> _Testo di partenza_
*****

Josefa Idem, la campionessa più longeva del mondo

A PECHINO MANCÒ IL SECONDO ORO PER 4 MILLESIMI. «COSÌ ORA A 48 ANNI VOGLIO LA RIVINCITA», DICE. PER QUESTO OGNI MATTINA VA IN ACQUA ALLE OTTO CON IL MARITO ALLENATORE E SOLLEVA 120 TONNELLATE. ANCHE SE IL SUO SEGRETO STA IN UN MARE DI LIBRI

dal nostro inviato Mauro Suttora

Ravenna, 4 luglio 2012

Alle dieci del mattino ha già finito l'allenamento in acqua. Due ore allo spasimo. Tempo di tirar su la canoa. La trasporta lei, 13 chili in spalla, nell'hangar della Canottieri di Ravenna. Un'ex cava riempita d'acqua accanto al parco giochi Mirabilandia.

Signora Idem, non la aiuta nessuno? Sorride: «Cosa vuole che siano, 13 chili? Dopo, nella palestra di casa, ne solleverò 30 mila». 30 mila chili? Sono 30 tonnellate. «Sì, quattro volte ogni settimana. Totale 120 mila».

Josefa Idem. Una leggenda dello sport. Nessuna donna in tutta la storia dello sport ha collezionato otto olimpiadi. «È un record mondiale, ma non l'ho voluto io. Il merito, o la colpa, è dei giudici che a Pechino mi tolsero l'oro per soli quattro millesimi di secondo. Non lo potevo accettare. E allora eccomi qui, pronta per la rivincita a Londra».

COME I MITICI FRATELLI D'INZEO
Eguaglierà i fratelli D'Inzeo, che gareggiarono nell'equitazione da Londra 1948 a Montreal '76. Josefa invece cominciò a Los Angeles '84. Aveva 20 anni, era tedesca e vinse il bronzo di coppia. Suo padre, poliziotto severo, la battezzò così perché voleva un maschio, e voleva chiamarlo Josef. Lei detesta il suo nome, preferisce Sefi. Era andata come il padre a scuola di polizia, in caserma con la pistola.

Poi, un quarto di secolo fa, mentre si allenava a Praga con la nazionale tedesca, incontrò un allenatore di pallavolo romagnolo che era lì per seguire un corso. Non fu un colpo di fulmine. Lei era timidissima. Lui ci mise una settimana per conquistarla con le sue risate contagiose.

Oggi Sefi è una signora bellissima, dolce, colta, e vive a Santerno (Ravenna) con quell'allenatore. Guglielmo Guerrini è diventato suo marito e anche il suo tecnico personale. Santerno è famosa per avere dato il nome a una delle prime tv private d'Italia, nel '76.

*****

> _Voci di annotazione a punti su immagini_

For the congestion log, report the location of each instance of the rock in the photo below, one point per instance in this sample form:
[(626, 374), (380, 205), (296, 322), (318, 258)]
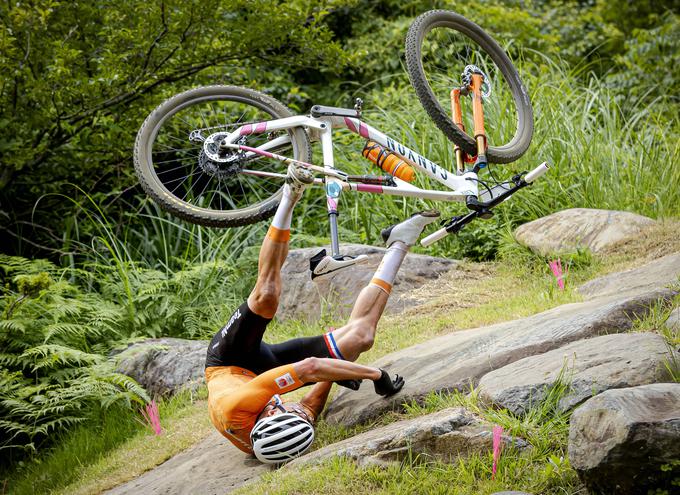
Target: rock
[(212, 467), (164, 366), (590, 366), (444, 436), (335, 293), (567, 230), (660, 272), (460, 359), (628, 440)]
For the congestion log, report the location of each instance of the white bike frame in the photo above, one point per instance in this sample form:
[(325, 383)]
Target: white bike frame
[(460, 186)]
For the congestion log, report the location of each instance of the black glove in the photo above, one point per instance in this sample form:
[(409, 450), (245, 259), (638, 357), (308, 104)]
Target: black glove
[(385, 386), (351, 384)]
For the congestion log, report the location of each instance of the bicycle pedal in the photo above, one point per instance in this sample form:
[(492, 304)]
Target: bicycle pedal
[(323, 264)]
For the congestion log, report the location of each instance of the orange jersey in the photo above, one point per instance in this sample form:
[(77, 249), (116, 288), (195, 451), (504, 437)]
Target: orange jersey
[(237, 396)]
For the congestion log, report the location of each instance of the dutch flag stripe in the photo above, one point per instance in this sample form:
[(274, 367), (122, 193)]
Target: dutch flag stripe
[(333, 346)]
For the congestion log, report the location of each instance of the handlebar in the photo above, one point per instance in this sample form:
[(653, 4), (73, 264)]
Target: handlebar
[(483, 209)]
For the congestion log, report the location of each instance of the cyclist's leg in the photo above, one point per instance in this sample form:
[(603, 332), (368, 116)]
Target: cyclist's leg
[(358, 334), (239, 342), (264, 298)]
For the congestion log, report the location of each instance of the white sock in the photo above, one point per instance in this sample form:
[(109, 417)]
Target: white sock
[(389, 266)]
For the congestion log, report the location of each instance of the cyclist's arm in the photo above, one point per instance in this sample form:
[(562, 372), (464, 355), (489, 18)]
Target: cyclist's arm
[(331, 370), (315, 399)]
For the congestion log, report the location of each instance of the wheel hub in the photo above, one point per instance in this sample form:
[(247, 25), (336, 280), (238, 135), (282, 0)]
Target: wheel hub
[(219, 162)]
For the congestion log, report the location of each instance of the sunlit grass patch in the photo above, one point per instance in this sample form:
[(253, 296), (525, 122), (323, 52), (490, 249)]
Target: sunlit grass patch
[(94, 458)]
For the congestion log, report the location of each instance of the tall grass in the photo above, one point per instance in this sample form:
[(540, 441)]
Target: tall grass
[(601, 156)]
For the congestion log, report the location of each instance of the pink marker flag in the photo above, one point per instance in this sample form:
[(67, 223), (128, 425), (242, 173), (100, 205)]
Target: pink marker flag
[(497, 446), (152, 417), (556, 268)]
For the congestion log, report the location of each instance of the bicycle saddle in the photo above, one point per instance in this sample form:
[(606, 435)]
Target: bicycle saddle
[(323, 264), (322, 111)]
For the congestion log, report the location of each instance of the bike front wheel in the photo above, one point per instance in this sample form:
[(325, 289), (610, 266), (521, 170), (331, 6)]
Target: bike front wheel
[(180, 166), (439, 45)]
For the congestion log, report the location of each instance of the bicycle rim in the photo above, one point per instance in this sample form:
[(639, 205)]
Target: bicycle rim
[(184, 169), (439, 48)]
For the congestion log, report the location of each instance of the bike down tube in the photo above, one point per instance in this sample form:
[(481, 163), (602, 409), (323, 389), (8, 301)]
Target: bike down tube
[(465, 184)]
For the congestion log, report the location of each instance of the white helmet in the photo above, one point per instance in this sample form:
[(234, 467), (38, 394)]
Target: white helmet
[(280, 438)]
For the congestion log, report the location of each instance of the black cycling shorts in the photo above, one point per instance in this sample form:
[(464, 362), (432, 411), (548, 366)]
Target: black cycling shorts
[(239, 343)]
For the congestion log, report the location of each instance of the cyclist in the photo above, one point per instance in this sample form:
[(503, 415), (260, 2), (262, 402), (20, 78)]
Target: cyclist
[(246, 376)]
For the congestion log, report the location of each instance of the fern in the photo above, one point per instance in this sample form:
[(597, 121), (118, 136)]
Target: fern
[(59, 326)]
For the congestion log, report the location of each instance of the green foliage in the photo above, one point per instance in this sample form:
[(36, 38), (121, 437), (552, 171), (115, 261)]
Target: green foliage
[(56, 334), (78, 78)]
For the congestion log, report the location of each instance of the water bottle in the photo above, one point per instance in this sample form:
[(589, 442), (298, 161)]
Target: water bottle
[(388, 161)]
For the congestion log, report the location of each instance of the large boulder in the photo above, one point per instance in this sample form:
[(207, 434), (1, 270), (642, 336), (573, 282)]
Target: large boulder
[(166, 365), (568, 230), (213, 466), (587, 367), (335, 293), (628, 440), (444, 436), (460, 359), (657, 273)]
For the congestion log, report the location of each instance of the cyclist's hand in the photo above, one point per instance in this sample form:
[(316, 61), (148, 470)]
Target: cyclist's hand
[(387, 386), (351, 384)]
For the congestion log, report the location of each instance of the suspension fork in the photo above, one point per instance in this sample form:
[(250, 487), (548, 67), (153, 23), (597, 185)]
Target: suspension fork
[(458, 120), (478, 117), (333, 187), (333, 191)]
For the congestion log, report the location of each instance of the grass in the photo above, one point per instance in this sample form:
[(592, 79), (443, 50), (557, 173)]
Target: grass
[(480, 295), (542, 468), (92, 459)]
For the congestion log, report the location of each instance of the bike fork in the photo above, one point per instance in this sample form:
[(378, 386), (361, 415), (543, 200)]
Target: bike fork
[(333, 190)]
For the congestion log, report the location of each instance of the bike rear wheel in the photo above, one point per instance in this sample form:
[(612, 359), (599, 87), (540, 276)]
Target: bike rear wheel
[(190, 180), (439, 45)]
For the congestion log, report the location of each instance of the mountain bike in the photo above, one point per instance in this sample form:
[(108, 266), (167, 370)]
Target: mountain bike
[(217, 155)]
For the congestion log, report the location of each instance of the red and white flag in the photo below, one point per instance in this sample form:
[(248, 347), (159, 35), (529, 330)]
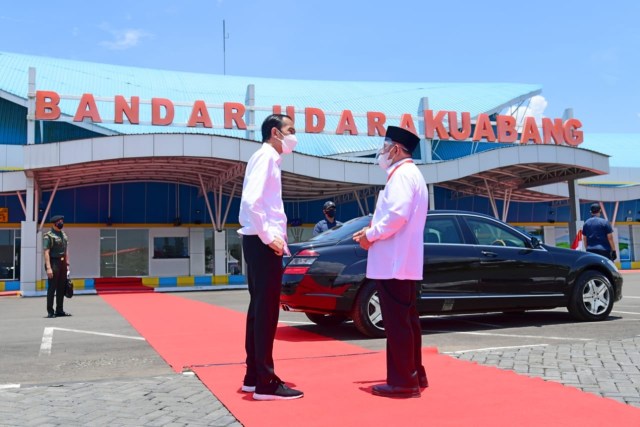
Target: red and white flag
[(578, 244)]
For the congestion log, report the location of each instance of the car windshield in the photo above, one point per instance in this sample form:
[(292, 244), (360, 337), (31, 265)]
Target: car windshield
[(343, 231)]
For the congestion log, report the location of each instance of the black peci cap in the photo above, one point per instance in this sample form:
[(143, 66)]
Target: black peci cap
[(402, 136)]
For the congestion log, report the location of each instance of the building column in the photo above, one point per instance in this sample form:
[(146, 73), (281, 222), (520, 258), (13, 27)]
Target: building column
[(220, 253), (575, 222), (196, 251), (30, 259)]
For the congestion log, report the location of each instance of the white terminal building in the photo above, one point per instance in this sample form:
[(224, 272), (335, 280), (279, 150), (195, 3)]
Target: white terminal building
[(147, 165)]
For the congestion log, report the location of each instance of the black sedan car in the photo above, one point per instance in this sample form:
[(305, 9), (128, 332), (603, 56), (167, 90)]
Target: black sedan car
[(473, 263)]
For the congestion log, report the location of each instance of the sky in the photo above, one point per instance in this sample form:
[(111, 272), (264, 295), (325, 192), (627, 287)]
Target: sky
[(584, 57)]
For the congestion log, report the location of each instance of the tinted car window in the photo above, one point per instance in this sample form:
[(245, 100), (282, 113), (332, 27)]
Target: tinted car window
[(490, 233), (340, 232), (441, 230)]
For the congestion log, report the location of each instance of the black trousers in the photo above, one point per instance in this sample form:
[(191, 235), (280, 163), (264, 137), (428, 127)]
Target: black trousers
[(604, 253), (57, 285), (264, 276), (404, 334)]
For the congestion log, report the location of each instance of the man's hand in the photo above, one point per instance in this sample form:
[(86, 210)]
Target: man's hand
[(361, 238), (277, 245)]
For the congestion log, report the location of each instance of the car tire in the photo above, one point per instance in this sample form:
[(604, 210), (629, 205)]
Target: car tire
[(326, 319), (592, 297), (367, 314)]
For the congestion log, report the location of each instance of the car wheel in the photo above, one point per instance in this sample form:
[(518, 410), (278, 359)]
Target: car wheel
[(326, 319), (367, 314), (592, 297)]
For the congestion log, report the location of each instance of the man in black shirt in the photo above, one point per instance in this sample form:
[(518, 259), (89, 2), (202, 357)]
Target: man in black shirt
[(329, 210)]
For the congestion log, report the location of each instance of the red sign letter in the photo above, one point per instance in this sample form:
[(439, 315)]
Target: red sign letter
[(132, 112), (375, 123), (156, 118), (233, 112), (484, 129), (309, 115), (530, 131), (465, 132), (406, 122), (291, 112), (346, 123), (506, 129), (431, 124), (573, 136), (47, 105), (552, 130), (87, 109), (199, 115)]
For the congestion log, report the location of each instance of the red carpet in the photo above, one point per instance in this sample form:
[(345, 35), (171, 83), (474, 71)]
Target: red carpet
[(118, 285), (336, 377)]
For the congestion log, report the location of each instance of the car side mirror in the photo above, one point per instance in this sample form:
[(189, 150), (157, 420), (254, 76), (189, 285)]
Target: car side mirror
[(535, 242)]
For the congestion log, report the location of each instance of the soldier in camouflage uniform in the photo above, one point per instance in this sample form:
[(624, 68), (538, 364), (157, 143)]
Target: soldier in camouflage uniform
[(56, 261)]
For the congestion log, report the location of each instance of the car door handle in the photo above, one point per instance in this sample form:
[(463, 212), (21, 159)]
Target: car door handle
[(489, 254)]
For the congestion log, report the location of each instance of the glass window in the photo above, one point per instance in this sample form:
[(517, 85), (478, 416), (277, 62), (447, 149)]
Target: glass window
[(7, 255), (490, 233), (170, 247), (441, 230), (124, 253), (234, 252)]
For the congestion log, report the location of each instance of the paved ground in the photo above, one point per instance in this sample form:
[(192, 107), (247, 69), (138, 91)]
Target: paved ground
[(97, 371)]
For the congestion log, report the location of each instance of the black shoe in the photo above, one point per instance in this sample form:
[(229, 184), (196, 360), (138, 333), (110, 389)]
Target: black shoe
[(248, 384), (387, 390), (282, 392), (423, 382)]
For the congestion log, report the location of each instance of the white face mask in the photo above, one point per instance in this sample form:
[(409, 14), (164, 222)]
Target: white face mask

*****

> _Serie di esercizi_
1. In base all'articolo su Josefa Idem, spiega in una o due frasi perché l'atleta ha deciso di gareggiare ancora alle olimpiadi di Londra.
2. Rispondi brevemente alle domande sull'articolo su Josefa Idem.
(a) Quanti chili pesa la canoa che l'atleta porta in spalla?
(b) In quale olimpiade cominciò la sua carriera olimpica e che cosa vinse?
(c) In quale città incontrò l'allenatore di pallavolo che poi divenne suo marito?
3. Elenca tutte le città sedi di olimpiadi nominate nell'articolo su Josefa Idem.

> _Soluzioni degli esercizi_
1. A Pechino i giudici le tolsero l'oro per soli quattro millesimi di secondo, e lei non poteva accettarlo. Per questo si presenta a Londra per prendersi la rivincita.

2.
(a) 13 chili.
(b) A Los Angeles '84, dove vinse il bronzo di coppia.
(c) A Praga.

3. Pechino, Londra, Montreal, Los Angeles.